**Problem statement**
When you copy the data that follows, reproduce every word exactly and leave out the images.

Supplied entries section start

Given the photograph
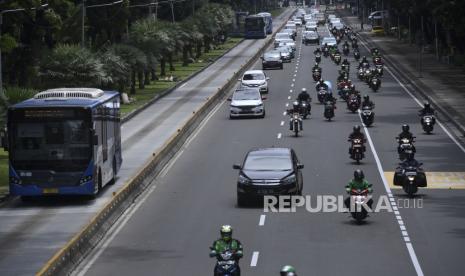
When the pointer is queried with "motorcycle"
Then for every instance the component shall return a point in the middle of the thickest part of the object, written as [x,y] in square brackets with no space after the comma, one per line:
[296,123]
[410,178]
[304,109]
[321,95]
[345,50]
[368,116]
[353,103]
[227,264]
[329,110]
[359,197]
[427,122]
[356,55]
[405,148]
[375,83]
[379,69]
[316,75]
[357,150]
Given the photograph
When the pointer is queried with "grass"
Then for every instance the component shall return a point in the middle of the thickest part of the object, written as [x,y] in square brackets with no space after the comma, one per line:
[143,96]
[3,172]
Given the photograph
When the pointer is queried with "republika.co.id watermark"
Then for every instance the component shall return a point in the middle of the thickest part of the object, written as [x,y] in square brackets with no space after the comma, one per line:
[340,204]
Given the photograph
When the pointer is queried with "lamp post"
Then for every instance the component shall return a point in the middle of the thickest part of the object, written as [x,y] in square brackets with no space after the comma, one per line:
[2,95]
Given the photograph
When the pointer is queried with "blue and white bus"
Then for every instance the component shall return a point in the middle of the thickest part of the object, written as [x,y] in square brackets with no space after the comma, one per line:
[255,26]
[268,21]
[64,141]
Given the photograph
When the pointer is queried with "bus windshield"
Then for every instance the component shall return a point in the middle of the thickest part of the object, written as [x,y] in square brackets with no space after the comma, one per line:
[44,142]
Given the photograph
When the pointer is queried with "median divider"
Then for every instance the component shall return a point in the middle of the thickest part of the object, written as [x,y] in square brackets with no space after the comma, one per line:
[74,251]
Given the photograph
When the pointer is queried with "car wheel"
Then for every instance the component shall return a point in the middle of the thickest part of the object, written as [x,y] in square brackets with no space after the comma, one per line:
[241,200]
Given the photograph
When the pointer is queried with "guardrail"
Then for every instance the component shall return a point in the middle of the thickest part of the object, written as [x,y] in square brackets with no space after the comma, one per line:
[64,261]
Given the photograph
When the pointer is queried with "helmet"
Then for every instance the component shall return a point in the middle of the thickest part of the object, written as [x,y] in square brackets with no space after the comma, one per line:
[226,232]
[358,174]
[286,270]
[405,128]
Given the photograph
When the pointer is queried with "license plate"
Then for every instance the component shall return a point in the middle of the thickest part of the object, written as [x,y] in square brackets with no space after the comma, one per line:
[265,192]
[50,191]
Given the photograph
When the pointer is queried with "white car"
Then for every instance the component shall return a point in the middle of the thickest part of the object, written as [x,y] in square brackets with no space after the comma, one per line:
[246,102]
[328,40]
[255,78]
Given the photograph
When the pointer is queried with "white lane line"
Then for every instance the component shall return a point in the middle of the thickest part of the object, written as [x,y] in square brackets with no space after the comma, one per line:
[420,104]
[111,234]
[413,256]
[254,260]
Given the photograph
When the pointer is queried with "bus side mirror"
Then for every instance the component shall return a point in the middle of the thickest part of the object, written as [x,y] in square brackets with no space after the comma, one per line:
[4,140]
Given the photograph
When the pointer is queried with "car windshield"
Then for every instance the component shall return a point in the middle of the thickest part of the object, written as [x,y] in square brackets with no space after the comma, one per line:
[253,76]
[261,162]
[247,95]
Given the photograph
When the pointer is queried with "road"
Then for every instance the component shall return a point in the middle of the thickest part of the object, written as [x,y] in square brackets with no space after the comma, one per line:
[169,230]
[31,233]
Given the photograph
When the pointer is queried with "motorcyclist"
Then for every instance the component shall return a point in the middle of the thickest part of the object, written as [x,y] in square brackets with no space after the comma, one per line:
[226,242]
[426,110]
[405,133]
[287,270]
[358,183]
[367,103]
[304,96]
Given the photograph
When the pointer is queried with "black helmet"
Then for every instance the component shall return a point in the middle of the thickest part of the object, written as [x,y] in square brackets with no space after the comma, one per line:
[405,128]
[358,175]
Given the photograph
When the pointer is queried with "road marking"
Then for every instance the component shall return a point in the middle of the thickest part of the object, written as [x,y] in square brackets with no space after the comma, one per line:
[413,256]
[111,234]
[254,260]
[436,180]
[420,104]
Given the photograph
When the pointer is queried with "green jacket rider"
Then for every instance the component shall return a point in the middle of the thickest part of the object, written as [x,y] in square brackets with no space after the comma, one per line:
[226,242]
[359,182]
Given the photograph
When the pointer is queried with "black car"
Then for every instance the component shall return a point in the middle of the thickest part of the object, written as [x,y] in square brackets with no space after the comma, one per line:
[272,59]
[269,171]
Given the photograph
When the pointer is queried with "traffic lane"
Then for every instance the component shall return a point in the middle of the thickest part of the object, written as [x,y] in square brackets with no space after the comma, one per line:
[311,239]
[74,212]
[434,229]
[204,165]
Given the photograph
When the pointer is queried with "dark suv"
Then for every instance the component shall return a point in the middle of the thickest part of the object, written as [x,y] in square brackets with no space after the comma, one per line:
[269,171]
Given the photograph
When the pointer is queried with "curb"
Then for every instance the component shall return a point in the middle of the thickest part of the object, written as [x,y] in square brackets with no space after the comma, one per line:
[417,87]
[70,255]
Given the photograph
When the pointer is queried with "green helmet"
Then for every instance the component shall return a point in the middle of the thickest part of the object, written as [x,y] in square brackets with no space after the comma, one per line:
[287,270]
[226,232]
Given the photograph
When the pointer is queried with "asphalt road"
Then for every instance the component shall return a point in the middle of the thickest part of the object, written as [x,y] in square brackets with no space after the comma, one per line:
[169,230]
[31,233]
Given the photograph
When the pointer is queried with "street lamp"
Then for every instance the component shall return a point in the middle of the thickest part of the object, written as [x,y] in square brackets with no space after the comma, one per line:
[2,95]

Supplied entries section end

**Exercise answer**
Given the photograph
When the pointer is queried with "motorcycle"
Then for every instance the component shall return a point in the middle of the thickest part of the object, written as [x,y] in square brackets with no space after the comma, one per line:
[296,123]
[410,178]
[304,109]
[321,95]
[345,50]
[368,116]
[353,103]
[227,264]
[329,110]
[359,197]
[427,122]
[356,55]
[405,148]
[375,83]
[379,69]
[316,75]
[357,150]
Given the photograph
When the pointer is queried with "grass"
Then for every instance the component shall return a point in the middle of the thickest part of the object, written as [x,y] in square brackets with no space after the comma, one per line:
[143,96]
[3,172]
Given the photograph
When the pointer is queried with "republika.co.id watermark"
Then for every instance the component shall return a point in the middle of the thickest part of the object, written as [x,y] in square brackets with no space after the comma, one per line:
[340,204]
Given the photograph
When the pointer is queried with "lamp post"
Then for every instance the component shall return a point in the middle of the thickest part of the object, written as [x,y] in square brackets with no space after the comma, one per line:
[2,95]
Given the photograph
When the pointer is queried with "blue and white bus"
Then for every instance the component shall return a point in the middle of the thickest part of the object, written as [x,y] in square brackets with no space after the comma, one per line:
[255,26]
[268,21]
[64,141]
Given the photograph
When the pointer is queried with "bus windshield"
Then for every instance the component shall return a point in the middle of the thickest part of the object, written as [x,y] in square brackets with no space after the comma, one per line:
[44,142]
Given the photograph
When the pointer is queried with "median divider"
Then for every instance the component shall return a point in the middle of the thickest part of the object, written as [x,y] in square brackets with no space after the comma, one per line:
[74,251]
Given the photograph
When the pointer is queried with "car wheel"
Then for every instance the component shall return a point in the middle of the thickest part of the object, written as [x,y] in square brackets with no space after the comma, one per line:
[241,200]
Given the photograph
When the pointer is queried with "guardrail"
Then for every instance the component shall return a point in the middle of the thickest part of the object, written as [x,y] in square brackets with no space after the comma, one per line:
[64,261]
Given the photograph
When the pointer is queried with "helmet"
Then for every instance the component shall return a point in the middle of the thickest part of the object, written as [x,y] in square brackets with no space after the comma, one per line:
[226,232]
[358,174]
[286,270]
[405,128]
Given the photograph
When the pointer is queried with "license plate"
Then for every instance the component shall return a point in the middle of the thickest part of the object, written as [x,y] in square brackets with no space after the comma, one per line:
[265,192]
[50,191]
Given the photograph
When the pointer is queried with "white car"
Then for every instance the component shall return a point in the middle of the thickest part of the object, written as [x,y] in square brackets with no space after the comma, one per line:
[246,102]
[328,40]
[255,78]
Given the photograph
When the pointer is queried with "white lane line"
Then for every instance the component shall return a point in the middle of the thickest part of the object, written as [x,y] in square brackets with no space after the comma, one per line:
[420,104]
[111,234]
[413,256]
[254,260]
Given the photograph
When the pointer is queried with "bus side mirror"
Then for every instance the component shall return a point in the middle of the thickest part of the object, written as [x,y] in square brackets with no space after the comma, one per line:
[4,140]
Given the photograph
When the pointer is queried with "car windshield"
Then for every instance the component shall return a point in the middle of the thickest part of the object, written as [x,y] in square brackets with no space after the comma, one per line:
[253,76]
[261,162]
[247,95]
Given the photograph
When the pointer is queried with "road"
Then for every instance the component shall return a point in the middle of the thickest part of the object, written as [x,y] in square brackets with no space after the comma, one per line:
[169,230]
[31,233]
Given the photograph
When the pointer is queried with "motorcyclist"
Then for every instance the component shall return a point in the middle of the thickest part of the object, written as [x,y] in square brackets with no space after the comma, one per line:
[226,242]
[426,110]
[405,133]
[287,270]
[358,183]
[367,103]
[304,96]
Given the photograph
When the pointer is queried with "black helmet"
Then for every instance the component shall return a point in the middle of the thickest part of the object, written as [x,y] in square brackets with no space after the comma, one per line:
[405,128]
[358,175]
Given the photograph
When the pointer is queried with "road marking"
Then for every instance the component shall return a point in the middle of the thickest part of the object, written as [x,y] in square brackets with no space after the comma, one per line:
[413,256]
[111,234]
[254,260]
[436,180]
[420,104]
Given the photograph
When the pointer is queried with "green jacket rider"
Then for every instance the component shall return a point in the middle of the thickest part of the object, written as [x,y] in square brackets with no space after the comma, one per line:
[226,242]
[359,182]
Given the photograph
When the pointer is queried with "black car"
Then for every instance the component shall return a point in the middle of the thickest part of the object, written as [x,y] in square brackets with no space after the comma, one per line:
[272,59]
[269,171]
Given the photograph
When the pointer is queried with "traffic lane"
Then for every instance the component shall return a point in the middle of the thickest part of the object, written as [x,y] in square brackets with no space after the comma, one per line:
[311,239]
[74,212]
[434,229]
[204,165]
Given the photograph
When the pointer is queried with "dark suv"
Then for every instance the component shall return a point in the middle of the thickest part of the object, written as [x,y] in square brackets with no space after the comma, one per line:
[269,171]
Given the photograph
When the pointer is queried with "curb"
Then for every instance the component shall return a point in the middle of the thickest part of the object, written as [x,y] in square brackets with no space after the comma, one per line:
[417,87]
[70,255]
Given the photograph
When the pointer is queried with "green helmet"
Then for every instance the component shall return a point in the middle of the thickest part of the object, written as [x,y] in square brackets with no space after the comma, one per line:
[287,270]
[226,232]
Given the photograph
When the pointer is queried with "asphalt road"
Then for every instance the component shall return a point in the middle of the thickest part of the object, written as [x,y] in square brackets with no space after the comma, one per line:
[169,230]
[31,233]
Given the photograph
When the pointer is queried with "street lamp"
Then for every instance the component shall return a point in the middle of the thickest part of the object, written as [x,y] in square brackets with no space after the comma, one per line:
[2,95]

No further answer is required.